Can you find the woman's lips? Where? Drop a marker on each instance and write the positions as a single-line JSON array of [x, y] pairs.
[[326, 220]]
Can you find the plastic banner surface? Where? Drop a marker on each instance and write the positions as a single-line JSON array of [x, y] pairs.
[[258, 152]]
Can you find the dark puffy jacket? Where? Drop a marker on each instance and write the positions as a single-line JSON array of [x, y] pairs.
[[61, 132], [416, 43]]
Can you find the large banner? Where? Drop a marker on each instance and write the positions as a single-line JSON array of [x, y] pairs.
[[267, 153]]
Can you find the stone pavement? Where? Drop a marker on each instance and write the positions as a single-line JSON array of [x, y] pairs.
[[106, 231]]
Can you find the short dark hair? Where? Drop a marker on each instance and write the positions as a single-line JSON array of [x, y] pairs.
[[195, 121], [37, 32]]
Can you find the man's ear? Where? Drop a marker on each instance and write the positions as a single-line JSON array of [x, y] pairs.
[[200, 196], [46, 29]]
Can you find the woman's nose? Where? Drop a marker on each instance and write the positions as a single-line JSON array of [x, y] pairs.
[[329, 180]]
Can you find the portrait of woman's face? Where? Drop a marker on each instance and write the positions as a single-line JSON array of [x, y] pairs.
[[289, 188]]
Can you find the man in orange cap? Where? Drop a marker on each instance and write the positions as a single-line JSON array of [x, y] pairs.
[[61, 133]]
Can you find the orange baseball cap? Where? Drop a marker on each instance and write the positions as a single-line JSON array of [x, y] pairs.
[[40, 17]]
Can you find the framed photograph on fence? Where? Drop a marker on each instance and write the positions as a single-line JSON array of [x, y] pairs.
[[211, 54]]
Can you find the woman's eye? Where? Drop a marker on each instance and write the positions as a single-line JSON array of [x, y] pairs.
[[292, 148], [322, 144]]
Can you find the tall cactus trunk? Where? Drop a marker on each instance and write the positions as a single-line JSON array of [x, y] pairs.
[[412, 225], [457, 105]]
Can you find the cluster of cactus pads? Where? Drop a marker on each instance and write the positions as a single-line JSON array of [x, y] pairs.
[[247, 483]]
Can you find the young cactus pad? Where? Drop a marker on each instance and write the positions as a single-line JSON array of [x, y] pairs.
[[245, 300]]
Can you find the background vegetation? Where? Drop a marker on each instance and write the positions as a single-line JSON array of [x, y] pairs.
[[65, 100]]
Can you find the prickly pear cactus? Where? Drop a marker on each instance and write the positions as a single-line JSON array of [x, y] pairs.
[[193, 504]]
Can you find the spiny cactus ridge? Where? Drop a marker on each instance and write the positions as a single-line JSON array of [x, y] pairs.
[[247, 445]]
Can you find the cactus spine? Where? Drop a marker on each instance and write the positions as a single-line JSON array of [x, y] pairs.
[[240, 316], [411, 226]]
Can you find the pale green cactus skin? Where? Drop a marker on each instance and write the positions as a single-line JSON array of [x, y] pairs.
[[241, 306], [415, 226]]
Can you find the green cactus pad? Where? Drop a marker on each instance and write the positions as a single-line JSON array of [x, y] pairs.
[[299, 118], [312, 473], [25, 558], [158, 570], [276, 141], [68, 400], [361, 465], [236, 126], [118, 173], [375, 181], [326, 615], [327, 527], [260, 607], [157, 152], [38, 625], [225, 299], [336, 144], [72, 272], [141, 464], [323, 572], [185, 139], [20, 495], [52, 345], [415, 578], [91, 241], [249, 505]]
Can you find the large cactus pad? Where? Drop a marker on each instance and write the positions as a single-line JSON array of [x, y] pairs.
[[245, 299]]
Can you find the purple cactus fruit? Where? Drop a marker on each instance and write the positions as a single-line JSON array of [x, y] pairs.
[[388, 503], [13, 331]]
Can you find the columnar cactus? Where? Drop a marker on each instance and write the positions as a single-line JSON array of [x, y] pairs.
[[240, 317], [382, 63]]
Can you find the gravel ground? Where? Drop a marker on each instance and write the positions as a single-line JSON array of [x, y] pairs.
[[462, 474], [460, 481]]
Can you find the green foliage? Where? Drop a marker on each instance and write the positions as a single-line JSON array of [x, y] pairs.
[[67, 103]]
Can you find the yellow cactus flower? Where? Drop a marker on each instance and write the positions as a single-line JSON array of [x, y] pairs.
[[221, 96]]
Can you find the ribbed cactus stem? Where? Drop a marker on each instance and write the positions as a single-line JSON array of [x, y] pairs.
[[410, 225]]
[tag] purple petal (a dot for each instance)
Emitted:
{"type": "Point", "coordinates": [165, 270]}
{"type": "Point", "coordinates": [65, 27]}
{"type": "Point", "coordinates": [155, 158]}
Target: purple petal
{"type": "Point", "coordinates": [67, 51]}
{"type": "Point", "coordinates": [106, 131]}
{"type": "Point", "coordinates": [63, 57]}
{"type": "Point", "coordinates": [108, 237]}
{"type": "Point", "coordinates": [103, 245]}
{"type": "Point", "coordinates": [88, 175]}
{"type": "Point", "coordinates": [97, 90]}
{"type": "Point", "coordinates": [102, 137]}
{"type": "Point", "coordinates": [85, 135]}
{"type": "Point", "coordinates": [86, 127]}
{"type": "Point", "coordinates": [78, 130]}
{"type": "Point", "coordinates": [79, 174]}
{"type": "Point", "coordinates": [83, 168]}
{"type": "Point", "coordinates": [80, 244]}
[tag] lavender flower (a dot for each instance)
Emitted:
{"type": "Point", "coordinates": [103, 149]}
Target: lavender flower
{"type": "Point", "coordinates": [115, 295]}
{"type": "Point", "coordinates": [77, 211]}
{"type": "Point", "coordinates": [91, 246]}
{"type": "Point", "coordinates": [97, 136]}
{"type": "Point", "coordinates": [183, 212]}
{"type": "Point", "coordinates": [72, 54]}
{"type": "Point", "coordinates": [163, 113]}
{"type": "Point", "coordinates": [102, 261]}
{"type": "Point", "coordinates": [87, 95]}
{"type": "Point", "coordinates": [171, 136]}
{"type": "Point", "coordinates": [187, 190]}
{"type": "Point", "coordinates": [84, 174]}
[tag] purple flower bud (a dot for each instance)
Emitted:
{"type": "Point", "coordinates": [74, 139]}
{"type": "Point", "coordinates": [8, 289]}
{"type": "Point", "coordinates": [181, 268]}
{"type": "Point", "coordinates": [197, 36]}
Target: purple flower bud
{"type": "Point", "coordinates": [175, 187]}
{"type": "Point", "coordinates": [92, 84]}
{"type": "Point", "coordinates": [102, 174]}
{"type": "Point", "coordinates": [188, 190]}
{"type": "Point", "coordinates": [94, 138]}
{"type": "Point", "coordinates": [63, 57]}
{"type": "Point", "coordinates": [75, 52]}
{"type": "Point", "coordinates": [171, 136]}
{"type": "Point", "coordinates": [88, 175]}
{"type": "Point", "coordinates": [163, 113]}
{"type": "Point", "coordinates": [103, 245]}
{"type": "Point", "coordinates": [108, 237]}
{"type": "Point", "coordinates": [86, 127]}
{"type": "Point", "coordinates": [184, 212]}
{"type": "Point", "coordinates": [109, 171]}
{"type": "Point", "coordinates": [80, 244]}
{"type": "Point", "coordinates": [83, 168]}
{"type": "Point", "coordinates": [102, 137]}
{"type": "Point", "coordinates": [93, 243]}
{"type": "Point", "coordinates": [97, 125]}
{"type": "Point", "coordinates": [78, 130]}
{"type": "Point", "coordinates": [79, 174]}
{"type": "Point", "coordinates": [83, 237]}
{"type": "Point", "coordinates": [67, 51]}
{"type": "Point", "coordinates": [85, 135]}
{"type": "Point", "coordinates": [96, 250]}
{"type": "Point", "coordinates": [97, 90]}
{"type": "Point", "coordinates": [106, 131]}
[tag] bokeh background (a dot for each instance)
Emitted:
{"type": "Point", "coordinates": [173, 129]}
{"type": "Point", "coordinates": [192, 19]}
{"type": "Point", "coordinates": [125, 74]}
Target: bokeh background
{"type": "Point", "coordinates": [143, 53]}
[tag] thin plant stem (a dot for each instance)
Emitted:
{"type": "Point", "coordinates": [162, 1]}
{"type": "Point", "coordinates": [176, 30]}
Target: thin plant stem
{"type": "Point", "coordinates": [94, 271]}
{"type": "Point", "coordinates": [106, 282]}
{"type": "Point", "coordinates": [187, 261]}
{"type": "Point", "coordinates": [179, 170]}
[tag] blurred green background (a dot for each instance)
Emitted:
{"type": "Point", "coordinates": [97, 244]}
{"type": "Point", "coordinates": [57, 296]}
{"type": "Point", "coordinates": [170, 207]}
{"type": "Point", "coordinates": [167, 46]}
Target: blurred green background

_ASSIGNED TASK_.
The answer is every line in the data where the word "blurred" appears.

_REPLY_.
[tag] blurred green background (a dot for each instance)
Target: blurred green background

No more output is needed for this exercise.